Macromolecular models

MacSyFinder relies on the definition of models of macromolecular systems as a set of models’ components to be searched by similarity search, and a set of rules regarding their genomic organization and their requirement level to make a complete system (mandatory, accessory components, number of components required).

See below for more details on MacSyFinder’s modelling scheme and the section on Functioning for the principles of the MacSyFinder’s search engine.

A MacSyFinder model (macsy-model for short) is the association of several elements:

  • a definition which describes the system to detect with a specific XML grammar that is described below.

  • a set of HMM profiles (one per component/gene in the model) to enable the similarity search of the systems’ components with the HMMER program.

The models are grouped by family possibly gathering sub-families (multiple levels allowed), for instance Secretion, Cas-proteins… A set of models from a same family (coherent set) of systems to detect is called hereafter a macsy-model package NEW in V2.

Note

For details on how to create your own macsy-models, have a look at the Modeller Guide.

Installing models

How to install new models

MacSyFinder does not provide models. You must install models before using it. The macsydata utility tool is shipped with MacSyFinder to deal with macsy-models:

macsydata <subcommand> [options]

The main sub-commands are

  • macsydata available to get the list of macsy-models available

  • macsydata search to search a model given its name or a pattern in its description

  • macsydata install to install a macsy-model package (the installed version can be set see –help)

  • macsydata cite to retrieve information on how to cite the model

  • macsydata definition to display one or a set of model defintion

  • macsydata --help to get the extended list of available subcommands

  • macsydata <subcommand> --help to get help about the specified subcommand

macsydata is NEW in V2

Where the models are located

MacSyFinder looks at several locations to find macsy-models.

Text-to-region grounding data:
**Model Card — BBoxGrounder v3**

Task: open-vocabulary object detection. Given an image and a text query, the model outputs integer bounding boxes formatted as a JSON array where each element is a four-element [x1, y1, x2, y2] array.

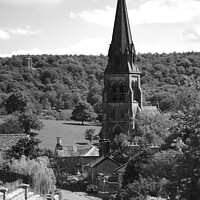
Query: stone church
[[100, 0, 158, 142]]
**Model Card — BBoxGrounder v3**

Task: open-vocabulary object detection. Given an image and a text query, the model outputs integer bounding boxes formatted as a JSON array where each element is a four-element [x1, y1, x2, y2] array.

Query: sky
[[0, 0, 200, 57]]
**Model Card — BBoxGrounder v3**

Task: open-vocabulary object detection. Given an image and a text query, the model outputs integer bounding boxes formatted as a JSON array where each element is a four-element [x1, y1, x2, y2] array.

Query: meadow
[[37, 120, 101, 150], [0, 118, 101, 150]]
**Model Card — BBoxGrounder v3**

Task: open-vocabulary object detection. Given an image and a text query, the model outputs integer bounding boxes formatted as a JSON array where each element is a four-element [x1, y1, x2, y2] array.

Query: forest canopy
[[0, 52, 200, 117]]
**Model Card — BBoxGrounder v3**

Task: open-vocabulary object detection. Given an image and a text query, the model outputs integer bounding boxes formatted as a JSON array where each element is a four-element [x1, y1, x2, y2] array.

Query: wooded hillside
[[0, 52, 200, 114]]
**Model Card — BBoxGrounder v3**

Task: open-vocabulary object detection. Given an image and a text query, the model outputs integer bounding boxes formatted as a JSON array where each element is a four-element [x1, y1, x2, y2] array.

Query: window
[[119, 83, 125, 101], [112, 83, 117, 101]]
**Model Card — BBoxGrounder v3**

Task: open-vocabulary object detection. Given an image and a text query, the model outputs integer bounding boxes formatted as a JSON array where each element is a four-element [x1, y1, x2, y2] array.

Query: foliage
[[9, 156, 56, 194], [71, 102, 96, 124], [83, 128, 98, 143], [133, 112, 171, 147], [18, 110, 43, 134], [121, 176, 167, 200], [7, 137, 41, 159], [0, 110, 43, 135], [124, 149, 152, 185], [0, 116, 23, 134], [0, 52, 200, 118], [5, 90, 30, 114]]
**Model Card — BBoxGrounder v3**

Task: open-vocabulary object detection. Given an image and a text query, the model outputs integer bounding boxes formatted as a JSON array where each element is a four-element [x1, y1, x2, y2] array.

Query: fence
[[0, 170, 31, 193]]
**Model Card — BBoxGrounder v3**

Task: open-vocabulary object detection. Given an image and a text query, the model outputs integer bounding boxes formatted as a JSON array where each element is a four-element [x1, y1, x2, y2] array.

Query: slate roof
[[115, 163, 128, 173], [80, 146, 99, 157], [0, 133, 27, 151], [142, 106, 161, 115], [87, 156, 120, 167], [55, 145, 90, 158]]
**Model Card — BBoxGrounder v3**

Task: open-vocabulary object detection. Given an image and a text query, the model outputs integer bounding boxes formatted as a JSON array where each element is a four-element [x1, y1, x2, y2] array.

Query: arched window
[[114, 125, 123, 135], [119, 83, 125, 101], [112, 83, 117, 101]]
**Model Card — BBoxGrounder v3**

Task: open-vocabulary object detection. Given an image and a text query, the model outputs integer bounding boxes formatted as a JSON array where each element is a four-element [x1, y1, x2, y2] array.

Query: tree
[[133, 112, 171, 147], [71, 102, 96, 125], [18, 110, 43, 134], [9, 156, 56, 195], [5, 90, 31, 114], [0, 116, 23, 134], [83, 128, 98, 143], [7, 137, 41, 159]]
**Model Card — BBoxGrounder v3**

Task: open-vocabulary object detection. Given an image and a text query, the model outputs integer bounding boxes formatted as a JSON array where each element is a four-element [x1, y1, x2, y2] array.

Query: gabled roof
[[87, 156, 120, 167], [142, 106, 161, 116], [115, 163, 128, 173], [55, 146, 90, 158], [0, 133, 27, 151], [80, 146, 99, 157]]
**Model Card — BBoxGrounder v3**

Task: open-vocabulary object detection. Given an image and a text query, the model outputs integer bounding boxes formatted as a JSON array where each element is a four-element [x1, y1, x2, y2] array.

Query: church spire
[[105, 0, 139, 73]]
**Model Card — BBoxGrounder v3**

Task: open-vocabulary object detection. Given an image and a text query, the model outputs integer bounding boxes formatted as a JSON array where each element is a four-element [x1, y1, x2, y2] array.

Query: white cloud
[[0, 0, 64, 6], [0, 38, 109, 57], [8, 25, 42, 36], [70, 6, 115, 26], [181, 25, 200, 42], [70, 0, 200, 26], [0, 29, 10, 40]]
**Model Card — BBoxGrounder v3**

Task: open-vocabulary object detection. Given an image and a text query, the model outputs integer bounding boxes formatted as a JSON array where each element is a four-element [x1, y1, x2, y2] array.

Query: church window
[[119, 83, 125, 101], [112, 83, 117, 101]]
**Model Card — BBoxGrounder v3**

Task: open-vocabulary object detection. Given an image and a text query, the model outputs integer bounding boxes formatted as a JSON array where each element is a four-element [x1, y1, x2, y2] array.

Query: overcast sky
[[0, 0, 200, 56]]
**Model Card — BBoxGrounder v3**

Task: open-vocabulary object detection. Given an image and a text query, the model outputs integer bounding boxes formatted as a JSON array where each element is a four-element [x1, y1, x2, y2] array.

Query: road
[[61, 190, 102, 200]]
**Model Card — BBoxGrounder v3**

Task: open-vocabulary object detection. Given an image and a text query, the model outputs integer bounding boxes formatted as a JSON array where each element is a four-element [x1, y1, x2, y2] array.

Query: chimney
[[56, 137, 62, 150], [150, 144, 160, 153], [129, 142, 140, 158], [99, 139, 110, 157]]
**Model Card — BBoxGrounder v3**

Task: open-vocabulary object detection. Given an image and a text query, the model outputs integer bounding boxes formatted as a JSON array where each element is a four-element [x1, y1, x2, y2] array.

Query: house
[[54, 137, 99, 175], [0, 133, 27, 151], [85, 155, 120, 185]]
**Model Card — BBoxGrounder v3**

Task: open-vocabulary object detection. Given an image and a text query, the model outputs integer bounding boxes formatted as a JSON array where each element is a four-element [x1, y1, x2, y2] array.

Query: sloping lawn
[[0, 118, 101, 150], [37, 120, 101, 150]]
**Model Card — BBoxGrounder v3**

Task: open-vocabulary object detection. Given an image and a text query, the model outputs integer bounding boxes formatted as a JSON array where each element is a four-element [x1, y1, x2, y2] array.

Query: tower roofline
[[105, 0, 140, 73]]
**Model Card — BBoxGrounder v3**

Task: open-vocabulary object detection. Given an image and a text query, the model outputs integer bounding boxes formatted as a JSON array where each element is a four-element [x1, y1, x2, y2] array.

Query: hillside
[[0, 52, 200, 114]]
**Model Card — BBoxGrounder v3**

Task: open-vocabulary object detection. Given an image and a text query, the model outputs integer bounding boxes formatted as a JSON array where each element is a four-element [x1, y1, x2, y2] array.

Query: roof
[[87, 156, 120, 167], [105, 0, 140, 73], [115, 163, 128, 173], [142, 106, 161, 115], [0, 133, 27, 151], [55, 145, 90, 158], [80, 146, 99, 157]]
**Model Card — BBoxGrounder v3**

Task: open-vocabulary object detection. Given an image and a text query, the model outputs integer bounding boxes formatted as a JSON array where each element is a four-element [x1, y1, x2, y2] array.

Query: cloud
[[0, 38, 109, 57], [7, 26, 42, 36], [70, 6, 115, 26], [181, 25, 200, 42], [0, 29, 10, 40], [0, 0, 64, 6], [70, 0, 200, 26]]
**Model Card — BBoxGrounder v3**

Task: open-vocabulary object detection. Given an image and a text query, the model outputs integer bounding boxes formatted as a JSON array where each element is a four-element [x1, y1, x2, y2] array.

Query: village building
[[0, 133, 27, 152], [54, 137, 99, 175]]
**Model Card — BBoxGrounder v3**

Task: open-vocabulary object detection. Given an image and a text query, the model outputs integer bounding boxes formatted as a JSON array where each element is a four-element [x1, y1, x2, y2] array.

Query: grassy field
[[0, 118, 101, 150]]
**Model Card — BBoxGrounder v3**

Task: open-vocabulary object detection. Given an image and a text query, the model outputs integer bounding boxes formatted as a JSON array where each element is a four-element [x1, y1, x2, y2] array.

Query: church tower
[[100, 0, 142, 142]]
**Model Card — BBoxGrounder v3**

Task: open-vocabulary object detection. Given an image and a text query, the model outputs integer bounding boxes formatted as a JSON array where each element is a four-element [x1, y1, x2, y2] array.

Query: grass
[[37, 120, 101, 150], [0, 118, 101, 150]]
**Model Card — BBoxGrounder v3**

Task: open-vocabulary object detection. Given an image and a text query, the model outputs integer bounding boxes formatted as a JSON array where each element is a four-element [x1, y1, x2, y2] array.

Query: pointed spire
[[106, 0, 139, 73]]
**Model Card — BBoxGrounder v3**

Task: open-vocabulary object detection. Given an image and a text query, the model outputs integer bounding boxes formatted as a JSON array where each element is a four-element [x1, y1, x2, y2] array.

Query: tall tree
[[5, 90, 31, 114], [71, 102, 96, 125]]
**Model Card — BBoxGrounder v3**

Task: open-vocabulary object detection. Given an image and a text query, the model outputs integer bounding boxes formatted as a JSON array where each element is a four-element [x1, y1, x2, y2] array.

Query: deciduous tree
[[71, 102, 96, 125]]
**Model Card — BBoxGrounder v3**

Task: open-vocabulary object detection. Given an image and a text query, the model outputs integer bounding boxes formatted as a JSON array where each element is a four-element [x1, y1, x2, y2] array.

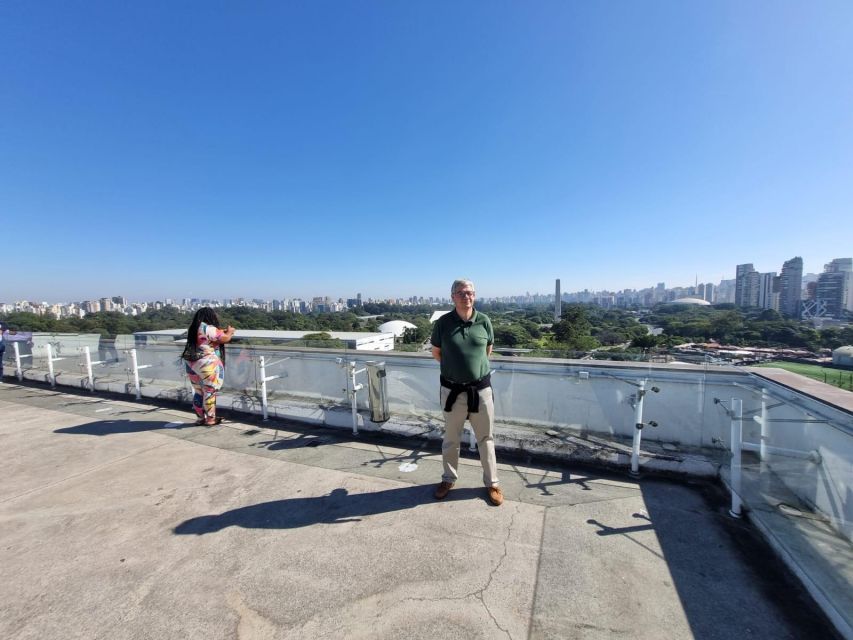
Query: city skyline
[[0, 0, 853, 301], [5, 257, 851, 311]]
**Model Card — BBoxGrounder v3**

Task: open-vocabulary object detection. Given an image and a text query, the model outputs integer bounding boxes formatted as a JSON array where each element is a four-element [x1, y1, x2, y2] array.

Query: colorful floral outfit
[[186, 322, 225, 421]]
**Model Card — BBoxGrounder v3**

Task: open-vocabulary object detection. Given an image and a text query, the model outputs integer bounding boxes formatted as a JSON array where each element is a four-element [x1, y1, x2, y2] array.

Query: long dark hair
[[182, 307, 225, 364]]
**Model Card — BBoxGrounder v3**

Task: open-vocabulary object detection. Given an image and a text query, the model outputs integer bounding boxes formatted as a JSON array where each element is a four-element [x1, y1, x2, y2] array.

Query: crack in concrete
[[471, 505, 521, 640]]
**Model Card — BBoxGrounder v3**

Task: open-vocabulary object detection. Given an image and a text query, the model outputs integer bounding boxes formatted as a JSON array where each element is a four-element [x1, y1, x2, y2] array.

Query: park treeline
[[0, 303, 853, 355]]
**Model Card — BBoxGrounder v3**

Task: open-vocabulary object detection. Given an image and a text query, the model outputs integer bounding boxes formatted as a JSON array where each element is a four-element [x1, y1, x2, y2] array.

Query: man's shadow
[[174, 485, 485, 536], [54, 420, 193, 436]]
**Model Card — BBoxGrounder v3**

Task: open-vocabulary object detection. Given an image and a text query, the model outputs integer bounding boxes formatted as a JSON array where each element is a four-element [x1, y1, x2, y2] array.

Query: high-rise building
[[779, 256, 803, 318], [815, 258, 853, 318], [554, 278, 563, 322], [756, 271, 779, 311], [735, 263, 759, 307]]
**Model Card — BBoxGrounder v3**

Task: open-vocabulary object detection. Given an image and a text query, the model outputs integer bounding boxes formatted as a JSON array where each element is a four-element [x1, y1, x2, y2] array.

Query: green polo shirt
[[430, 309, 495, 384]]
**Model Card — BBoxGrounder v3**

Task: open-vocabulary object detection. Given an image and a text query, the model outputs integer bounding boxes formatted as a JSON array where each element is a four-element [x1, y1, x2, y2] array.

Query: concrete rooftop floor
[[0, 383, 836, 640]]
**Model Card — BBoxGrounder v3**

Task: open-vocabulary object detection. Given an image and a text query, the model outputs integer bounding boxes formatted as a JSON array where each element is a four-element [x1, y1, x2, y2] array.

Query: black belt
[[440, 373, 492, 413]]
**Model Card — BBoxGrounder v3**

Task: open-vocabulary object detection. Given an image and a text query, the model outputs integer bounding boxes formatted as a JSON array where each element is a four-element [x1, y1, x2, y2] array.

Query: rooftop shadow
[[174, 485, 485, 536]]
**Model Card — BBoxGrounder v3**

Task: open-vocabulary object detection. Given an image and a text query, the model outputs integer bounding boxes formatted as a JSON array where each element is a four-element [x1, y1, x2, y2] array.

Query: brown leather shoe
[[434, 481, 453, 500], [486, 487, 504, 507]]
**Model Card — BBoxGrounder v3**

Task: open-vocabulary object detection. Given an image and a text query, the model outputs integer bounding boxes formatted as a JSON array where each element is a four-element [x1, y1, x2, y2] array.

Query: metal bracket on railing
[[728, 398, 743, 518], [125, 349, 153, 400], [44, 342, 65, 387], [346, 360, 367, 436], [258, 356, 290, 420], [12, 342, 33, 382], [79, 345, 109, 391]]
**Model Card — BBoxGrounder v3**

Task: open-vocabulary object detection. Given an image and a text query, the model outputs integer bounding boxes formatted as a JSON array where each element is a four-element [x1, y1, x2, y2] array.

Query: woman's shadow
[[174, 485, 485, 536]]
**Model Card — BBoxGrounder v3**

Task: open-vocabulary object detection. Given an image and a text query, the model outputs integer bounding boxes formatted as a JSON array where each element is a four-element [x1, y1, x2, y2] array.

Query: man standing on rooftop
[[430, 280, 503, 506]]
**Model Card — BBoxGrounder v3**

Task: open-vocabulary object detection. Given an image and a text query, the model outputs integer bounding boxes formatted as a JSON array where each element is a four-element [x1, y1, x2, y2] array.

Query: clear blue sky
[[0, 0, 853, 301]]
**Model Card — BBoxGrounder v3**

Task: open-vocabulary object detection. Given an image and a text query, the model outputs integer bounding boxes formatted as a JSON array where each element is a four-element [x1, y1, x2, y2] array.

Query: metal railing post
[[260, 356, 268, 420], [758, 387, 770, 464], [130, 349, 142, 400], [44, 342, 56, 387], [12, 342, 24, 382], [83, 345, 95, 391], [631, 379, 646, 476], [348, 361, 367, 436], [729, 398, 743, 518]]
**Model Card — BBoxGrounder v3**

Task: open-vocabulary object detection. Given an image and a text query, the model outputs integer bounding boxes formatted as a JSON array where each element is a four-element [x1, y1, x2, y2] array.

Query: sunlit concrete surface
[[0, 383, 834, 640]]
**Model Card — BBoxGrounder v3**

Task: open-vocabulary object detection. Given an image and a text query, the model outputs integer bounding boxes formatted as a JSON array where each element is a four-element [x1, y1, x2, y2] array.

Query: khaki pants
[[440, 387, 498, 487]]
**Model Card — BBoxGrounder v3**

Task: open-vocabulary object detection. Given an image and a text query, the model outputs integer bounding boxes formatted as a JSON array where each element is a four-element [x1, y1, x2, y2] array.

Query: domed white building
[[672, 298, 711, 307], [379, 320, 417, 338]]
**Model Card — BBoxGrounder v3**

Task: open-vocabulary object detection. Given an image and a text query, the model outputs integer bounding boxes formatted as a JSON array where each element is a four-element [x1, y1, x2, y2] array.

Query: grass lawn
[[758, 362, 853, 391]]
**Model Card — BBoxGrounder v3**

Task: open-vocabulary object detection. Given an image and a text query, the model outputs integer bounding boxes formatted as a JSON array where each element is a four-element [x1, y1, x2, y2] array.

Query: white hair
[[450, 278, 475, 295]]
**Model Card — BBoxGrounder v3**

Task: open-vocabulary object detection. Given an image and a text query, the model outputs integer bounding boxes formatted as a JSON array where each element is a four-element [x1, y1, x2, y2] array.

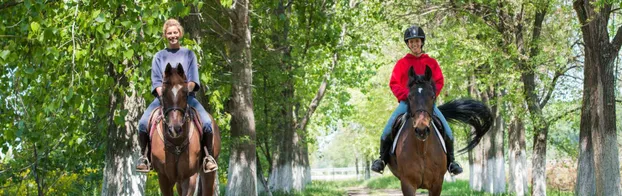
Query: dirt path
[[347, 187, 428, 196]]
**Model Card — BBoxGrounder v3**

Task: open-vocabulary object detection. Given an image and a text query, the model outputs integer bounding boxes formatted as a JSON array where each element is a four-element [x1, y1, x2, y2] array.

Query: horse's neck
[[164, 121, 192, 145]]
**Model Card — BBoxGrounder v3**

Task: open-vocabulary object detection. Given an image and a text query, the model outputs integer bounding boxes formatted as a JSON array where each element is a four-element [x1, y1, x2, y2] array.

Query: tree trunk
[[227, 0, 257, 195], [269, 0, 308, 193], [575, 102, 596, 195], [574, 0, 622, 195], [483, 90, 505, 194], [467, 74, 488, 191], [365, 159, 371, 180], [101, 63, 147, 196], [508, 115, 529, 196]]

» **Brief A**:
In the MacSyFinder documentation, what two elements make up a macsy-model?
» **Brief B**:
Pick up the MacSyFinder documentation after its last sentence and carry it on.
The records have nothing to do with the tasks.

» **Exercise output A**:
A macsy-model combines a definition of the system written in a specific XML grammar with a set of HMM profiles, one per component or gene in the model.

» **Exercise output B**:
system-wide installation

By default macsydata installs models in a shared location (set by –install-data option) that is /usr/share/macsyfinder/ or /usr/local/share/macsyfinder depending on your Operating System distribution. If you use a virtualenv, the shared resources are located in the <virtualenv>/share/macsyfinder directory.

user-wide installation

If you don’t own rights to install system-wide, you can install models in the MacSyFinder’s cache located in your home: $HOME/.macsyfinder/data/. macsydata installs packages in this location when you use the –user option. The packages installed in user land is added to the system-wide packages.

Note

If two packages have the same name, the package in the user land supersedes the system-wide package.

project-wide installation

If you cannot install macsy-model packages in system or user land locations, you can install models in specific directory with the –target option.

macsydata install –target <my_models>

The specify this specific location with the --models-dir command-line option.

macsyfinder –db-type ordered_replicon –models-dir=my_models –models TFF-SF all –sequence-db my_genome.fasta

The path must point at a directory that contains macsy-model packages as described above.